YOUR INSTRUCTIONS — The lines to extract begin at the one containing "Target: tree foliage" and run to the end of the listing; set them down exactly and alone.

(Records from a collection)
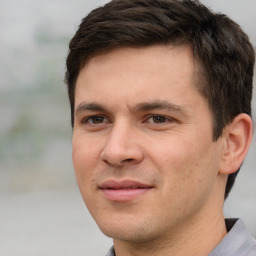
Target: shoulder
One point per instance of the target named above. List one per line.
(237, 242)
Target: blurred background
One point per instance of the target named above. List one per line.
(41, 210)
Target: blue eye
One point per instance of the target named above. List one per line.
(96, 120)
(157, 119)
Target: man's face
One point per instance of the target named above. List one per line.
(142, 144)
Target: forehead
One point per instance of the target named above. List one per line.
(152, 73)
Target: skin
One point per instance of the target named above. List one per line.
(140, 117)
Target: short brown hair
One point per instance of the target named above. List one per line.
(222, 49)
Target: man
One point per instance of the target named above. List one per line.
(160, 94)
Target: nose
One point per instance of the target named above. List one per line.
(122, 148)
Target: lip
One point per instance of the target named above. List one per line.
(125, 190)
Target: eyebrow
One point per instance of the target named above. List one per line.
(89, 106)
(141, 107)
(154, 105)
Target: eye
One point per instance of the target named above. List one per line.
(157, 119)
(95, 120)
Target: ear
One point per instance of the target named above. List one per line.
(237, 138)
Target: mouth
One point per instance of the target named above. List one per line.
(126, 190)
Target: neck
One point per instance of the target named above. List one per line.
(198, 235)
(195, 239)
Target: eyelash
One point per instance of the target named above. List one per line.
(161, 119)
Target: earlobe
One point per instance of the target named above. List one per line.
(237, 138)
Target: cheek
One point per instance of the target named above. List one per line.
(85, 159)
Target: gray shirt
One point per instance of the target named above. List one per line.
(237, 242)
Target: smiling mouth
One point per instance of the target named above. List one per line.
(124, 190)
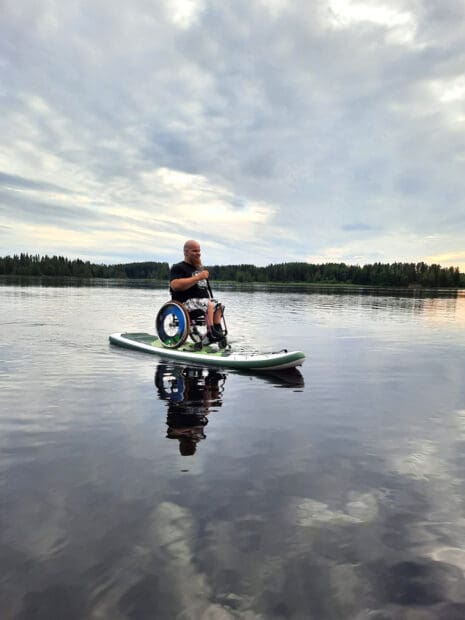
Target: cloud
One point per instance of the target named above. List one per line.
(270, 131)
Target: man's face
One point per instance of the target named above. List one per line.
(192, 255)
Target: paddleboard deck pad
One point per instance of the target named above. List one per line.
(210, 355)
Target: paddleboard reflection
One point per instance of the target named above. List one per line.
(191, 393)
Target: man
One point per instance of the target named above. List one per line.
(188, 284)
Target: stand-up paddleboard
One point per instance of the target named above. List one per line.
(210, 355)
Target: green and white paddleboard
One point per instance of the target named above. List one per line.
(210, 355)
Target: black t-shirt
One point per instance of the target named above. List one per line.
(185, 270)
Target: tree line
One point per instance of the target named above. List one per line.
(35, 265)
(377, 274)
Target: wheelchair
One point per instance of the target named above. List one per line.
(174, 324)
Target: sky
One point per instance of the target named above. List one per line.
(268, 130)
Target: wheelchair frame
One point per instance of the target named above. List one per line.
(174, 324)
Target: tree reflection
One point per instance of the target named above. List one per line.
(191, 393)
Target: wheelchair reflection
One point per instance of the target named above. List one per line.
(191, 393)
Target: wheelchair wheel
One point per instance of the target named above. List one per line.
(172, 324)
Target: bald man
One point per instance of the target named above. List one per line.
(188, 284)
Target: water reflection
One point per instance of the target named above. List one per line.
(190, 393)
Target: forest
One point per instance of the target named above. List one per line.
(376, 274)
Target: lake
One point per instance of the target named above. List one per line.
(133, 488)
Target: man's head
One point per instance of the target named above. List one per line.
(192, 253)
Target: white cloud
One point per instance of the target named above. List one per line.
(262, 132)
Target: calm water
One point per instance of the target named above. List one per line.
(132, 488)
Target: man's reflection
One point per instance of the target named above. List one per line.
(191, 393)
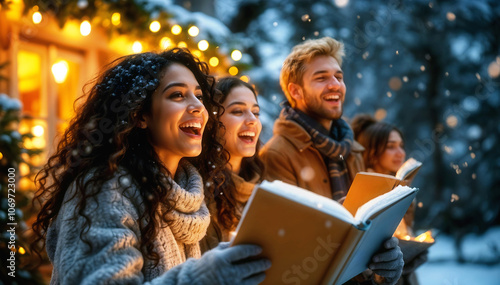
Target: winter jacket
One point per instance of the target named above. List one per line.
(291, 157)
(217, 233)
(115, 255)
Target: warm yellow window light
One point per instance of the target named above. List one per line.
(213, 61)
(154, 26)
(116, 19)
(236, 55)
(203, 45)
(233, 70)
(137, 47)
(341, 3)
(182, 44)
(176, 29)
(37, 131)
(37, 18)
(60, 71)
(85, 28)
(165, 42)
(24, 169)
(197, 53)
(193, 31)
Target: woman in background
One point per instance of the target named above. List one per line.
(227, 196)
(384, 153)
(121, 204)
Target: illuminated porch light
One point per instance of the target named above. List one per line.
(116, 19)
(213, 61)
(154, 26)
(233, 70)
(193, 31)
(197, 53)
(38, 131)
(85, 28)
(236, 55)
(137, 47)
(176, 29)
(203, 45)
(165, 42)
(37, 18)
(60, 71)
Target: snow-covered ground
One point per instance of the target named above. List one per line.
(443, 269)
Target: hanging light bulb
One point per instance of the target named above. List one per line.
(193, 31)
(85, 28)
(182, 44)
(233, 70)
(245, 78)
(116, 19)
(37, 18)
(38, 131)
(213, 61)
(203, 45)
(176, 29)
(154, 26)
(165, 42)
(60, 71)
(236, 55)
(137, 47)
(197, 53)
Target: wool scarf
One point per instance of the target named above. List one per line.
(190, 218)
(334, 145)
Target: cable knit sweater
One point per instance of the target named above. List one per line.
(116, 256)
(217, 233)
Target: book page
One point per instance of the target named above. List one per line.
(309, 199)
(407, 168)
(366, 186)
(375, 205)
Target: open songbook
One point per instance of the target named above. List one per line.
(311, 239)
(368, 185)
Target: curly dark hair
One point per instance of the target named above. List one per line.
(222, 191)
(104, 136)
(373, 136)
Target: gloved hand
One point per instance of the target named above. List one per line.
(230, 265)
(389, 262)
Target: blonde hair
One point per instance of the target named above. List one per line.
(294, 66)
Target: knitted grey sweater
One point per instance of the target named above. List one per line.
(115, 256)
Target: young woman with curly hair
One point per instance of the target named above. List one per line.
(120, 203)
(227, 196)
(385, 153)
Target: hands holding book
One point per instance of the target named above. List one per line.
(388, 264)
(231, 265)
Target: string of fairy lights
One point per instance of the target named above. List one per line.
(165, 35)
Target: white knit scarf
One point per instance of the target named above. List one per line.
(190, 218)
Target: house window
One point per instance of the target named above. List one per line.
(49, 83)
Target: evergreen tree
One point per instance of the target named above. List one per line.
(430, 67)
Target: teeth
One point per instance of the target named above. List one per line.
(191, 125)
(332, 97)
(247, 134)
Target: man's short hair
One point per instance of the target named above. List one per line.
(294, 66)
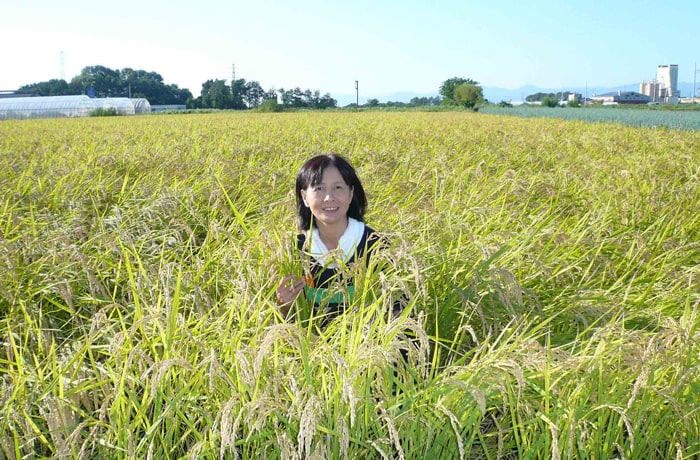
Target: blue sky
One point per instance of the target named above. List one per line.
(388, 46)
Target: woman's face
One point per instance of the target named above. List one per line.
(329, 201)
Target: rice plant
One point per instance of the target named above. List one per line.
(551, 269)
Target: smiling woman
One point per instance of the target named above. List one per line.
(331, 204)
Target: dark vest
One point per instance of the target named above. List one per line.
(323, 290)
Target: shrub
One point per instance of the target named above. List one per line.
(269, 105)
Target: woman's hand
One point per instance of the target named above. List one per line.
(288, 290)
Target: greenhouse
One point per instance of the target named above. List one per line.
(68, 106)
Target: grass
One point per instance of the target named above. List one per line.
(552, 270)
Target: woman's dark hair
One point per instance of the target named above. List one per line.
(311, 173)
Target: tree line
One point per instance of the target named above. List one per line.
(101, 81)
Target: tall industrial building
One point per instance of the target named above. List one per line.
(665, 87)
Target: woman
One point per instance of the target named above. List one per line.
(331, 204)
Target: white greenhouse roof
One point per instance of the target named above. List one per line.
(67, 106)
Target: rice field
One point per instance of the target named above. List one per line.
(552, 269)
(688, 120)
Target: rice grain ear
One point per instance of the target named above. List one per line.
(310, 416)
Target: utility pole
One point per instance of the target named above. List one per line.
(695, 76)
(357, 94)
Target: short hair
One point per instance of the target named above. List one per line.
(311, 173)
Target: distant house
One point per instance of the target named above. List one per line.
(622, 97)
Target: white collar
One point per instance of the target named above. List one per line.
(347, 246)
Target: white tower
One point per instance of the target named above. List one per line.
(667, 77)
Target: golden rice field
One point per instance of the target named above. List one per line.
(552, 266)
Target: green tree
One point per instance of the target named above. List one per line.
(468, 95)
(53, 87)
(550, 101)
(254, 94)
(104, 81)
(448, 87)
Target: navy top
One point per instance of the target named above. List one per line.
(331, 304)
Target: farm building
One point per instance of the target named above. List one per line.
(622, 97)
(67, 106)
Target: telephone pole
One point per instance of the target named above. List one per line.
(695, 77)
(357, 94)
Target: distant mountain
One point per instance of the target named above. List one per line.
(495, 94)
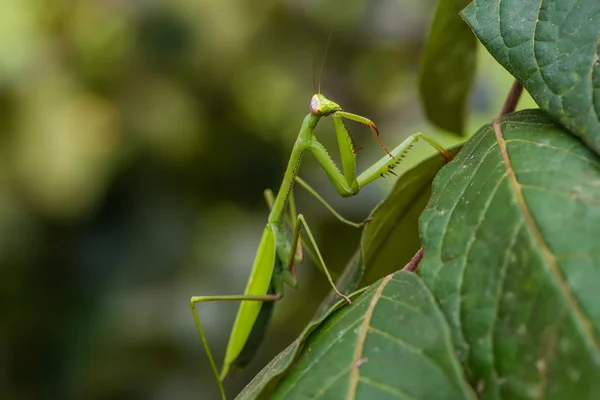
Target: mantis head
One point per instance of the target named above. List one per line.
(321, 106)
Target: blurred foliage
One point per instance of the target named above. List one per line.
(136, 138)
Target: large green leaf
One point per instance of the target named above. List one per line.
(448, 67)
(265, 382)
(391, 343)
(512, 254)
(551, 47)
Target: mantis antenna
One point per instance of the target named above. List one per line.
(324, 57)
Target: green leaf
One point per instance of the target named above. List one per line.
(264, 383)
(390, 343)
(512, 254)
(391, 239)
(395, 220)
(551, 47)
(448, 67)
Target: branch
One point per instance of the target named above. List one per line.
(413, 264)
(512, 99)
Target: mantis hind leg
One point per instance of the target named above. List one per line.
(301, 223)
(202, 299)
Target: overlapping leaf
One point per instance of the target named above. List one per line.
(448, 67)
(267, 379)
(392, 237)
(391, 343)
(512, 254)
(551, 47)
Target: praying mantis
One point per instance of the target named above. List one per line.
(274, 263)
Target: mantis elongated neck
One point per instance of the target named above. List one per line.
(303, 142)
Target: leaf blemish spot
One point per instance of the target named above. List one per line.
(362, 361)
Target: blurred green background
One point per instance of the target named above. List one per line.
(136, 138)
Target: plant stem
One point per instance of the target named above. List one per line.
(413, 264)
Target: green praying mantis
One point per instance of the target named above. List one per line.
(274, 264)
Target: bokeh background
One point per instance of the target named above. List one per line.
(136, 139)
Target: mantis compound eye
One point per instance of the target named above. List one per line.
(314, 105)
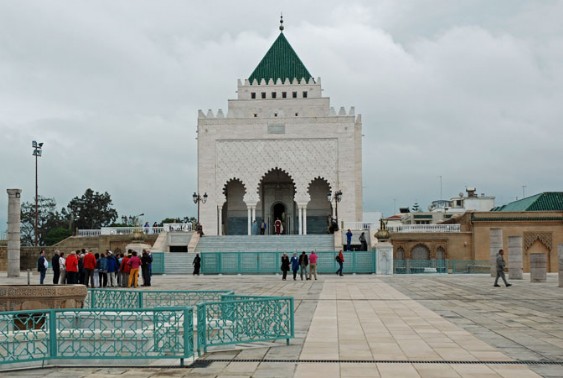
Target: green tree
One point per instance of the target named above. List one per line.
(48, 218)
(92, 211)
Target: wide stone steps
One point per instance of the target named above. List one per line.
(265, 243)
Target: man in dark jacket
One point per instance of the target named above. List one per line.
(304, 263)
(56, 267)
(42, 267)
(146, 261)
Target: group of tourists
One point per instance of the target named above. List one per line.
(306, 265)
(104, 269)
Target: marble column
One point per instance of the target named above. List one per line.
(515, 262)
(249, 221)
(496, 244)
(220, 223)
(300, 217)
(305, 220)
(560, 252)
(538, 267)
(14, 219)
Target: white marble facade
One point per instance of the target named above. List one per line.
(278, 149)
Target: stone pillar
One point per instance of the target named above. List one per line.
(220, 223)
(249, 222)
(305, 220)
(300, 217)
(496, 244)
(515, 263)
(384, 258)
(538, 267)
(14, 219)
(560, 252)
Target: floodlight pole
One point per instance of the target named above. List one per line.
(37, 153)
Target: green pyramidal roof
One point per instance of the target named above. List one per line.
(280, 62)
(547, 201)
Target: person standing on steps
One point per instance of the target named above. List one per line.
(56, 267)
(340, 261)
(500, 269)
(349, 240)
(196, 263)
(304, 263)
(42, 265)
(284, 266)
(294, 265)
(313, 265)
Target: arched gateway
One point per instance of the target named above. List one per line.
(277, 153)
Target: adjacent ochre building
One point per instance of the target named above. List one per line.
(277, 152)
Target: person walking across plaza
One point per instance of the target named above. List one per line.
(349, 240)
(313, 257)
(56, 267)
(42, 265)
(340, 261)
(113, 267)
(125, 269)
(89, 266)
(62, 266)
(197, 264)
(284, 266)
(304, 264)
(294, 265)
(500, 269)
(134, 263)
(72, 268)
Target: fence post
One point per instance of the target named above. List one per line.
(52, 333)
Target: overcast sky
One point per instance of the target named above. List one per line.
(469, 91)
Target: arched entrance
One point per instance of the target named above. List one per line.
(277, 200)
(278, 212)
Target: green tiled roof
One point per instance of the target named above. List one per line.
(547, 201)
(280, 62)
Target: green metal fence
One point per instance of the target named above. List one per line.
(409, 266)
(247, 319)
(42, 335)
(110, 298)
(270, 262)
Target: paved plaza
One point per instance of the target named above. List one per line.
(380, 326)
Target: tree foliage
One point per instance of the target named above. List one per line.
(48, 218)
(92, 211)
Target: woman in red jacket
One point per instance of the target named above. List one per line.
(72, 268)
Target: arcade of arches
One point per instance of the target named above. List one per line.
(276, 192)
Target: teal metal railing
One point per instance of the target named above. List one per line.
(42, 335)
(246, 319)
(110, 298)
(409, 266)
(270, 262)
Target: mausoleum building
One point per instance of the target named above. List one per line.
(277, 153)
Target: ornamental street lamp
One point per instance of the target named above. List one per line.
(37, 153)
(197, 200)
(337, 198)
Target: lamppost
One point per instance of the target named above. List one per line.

TASK SOLUTION —
Target: tree foliage
One point per instance of the target named above. List one per line.
(48, 218)
(92, 211)
Target: woman in red jacket
One point per instance of the target named above. List one per line.
(72, 268)
Target: arcade of arches
One point per instance of the target named above. List one per line.
(276, 192)
Target: teal metal railing
One point per instance of the target named above. List one per line.
(42, 335)
(246, 319)
(110, 298)
(409, 266)
(270, 262)
Target: mausoleum building
One point per instance of the target named above. List one per line.
(277, 153)
Target: ornamental street lamp
One point per instance of the target named above. List one per line.
(37, 153)
(197, 200)
(337, 198)
Target: lamppost
One point per instance of the target named above. List one per line.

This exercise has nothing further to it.